In [1]:
# Required imports
import numpy as np
import pandas as pd
import cv2
import os

In [2]:
def load_images(folder):
    ''' Load the images of the required symbols/digits,
    find the maximum bounding rectangle for each symbol/digit images.
    Finally resize and reshape into the required dimensions'''
    data = []
    
    for file in os.listdir(folder):
        img = cv2.imread(os.path.join(folder, file), cv2.IMREAD_GRAYSCALE)

        if img is not None:
            img = ~img
            _, thresh = cv2.threshold(img, 127, 255, cv2.THRESH_BINARY)
            ctrs, _ = cv2.findContours(thresh, cv2.RETR_EXTERNAL, cv2.CHAIN_APPROX_NONE)
            cnt = sorted(ctrs, key=lambda ctr: cv2.boundingRect(ctr)[0])

            max_area = 0 
            for c in cnt:
                x, y, w, h = cv2.boundingRect(c)
                max_area = max(w*h, max_area) # Get the maximum area bounding rect

                if max_area == w*h:
                    x_max, y_max = x, y
                    w_max, h_max = w, h

            cropped = thresh[y_max:y_max+h_max+10, x_max:x_max+w_max+10] # Get the digit/symbol
            resized = cv2.resize(cropped, (28,28)) # Resize the image to 28x28
            resized = np.reshape(resized, (784,1)) # Reshape to get 784 features
            data.append(resized)
            
    return data

In [3]:
DATA_PATH = "../assets/digits_symbols_dataset/"
DIRS = os.listdir(DATA_PATH)

EXERCISE A: Why does the image-loading code reshape each resized image to (784,1)?
EXERCISE B: List every module brought in by the import statements in the image-loading code, with any alias it is given.
The listing comes from a separate source.

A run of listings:

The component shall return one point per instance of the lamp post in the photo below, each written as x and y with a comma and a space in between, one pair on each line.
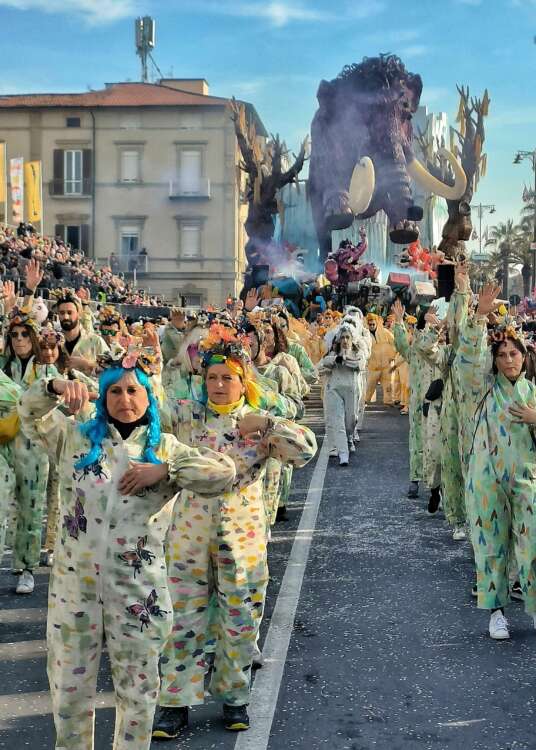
482, 208
531, 155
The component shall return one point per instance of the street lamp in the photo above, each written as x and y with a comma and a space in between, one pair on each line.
482, 208
531, 155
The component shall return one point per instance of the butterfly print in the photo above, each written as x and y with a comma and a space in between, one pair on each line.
95, 468
146, 609
78, 522
135, 558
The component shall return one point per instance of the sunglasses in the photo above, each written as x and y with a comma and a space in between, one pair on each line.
19, 335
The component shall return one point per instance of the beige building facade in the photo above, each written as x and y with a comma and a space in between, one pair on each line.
141, 168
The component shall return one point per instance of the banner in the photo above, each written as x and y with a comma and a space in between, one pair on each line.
16, 178
3, 181
33, 191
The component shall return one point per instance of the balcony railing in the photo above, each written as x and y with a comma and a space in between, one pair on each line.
128, 263
70, 188
190, 188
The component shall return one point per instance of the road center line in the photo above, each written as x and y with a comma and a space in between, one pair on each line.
268, 680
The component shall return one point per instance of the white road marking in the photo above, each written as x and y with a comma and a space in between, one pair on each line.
265, 690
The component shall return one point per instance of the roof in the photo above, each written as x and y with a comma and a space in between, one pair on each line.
116, 95
126, 95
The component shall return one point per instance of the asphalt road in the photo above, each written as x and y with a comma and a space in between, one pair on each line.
387, 651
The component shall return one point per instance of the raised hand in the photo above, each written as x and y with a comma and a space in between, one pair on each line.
9, 295
33, 274
398, 310
252, 300
487, 299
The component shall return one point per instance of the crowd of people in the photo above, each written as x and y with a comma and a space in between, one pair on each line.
65, 266
154, 462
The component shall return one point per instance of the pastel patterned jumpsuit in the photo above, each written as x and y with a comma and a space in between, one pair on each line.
501, 473
220, 545
109, 575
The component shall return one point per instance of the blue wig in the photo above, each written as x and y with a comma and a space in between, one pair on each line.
97, 428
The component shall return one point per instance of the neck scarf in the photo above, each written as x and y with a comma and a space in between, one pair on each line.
226, 408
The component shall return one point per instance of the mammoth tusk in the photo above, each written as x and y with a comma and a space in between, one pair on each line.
362, 186
433, 185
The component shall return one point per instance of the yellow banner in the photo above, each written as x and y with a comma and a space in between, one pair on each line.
17, 189
32, 191
3, 180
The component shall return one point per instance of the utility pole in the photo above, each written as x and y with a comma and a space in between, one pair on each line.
145, 41
531, 156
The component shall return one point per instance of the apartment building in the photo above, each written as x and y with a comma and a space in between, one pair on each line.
146, 171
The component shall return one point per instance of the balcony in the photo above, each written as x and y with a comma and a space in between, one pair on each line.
127, 264
182, 188
61, 188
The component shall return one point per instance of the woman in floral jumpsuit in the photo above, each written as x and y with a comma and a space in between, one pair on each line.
501, 471
221, 545
119, 477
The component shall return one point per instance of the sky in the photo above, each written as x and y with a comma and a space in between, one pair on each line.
274, 53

RESULT A: The comment on that line says the reshape is done to get 784 features, turning the 28x28 resized image into a single column of 784 values.

RESULT B:
- numpy, imported as np
- pandas, imported as pd
- cv2
- os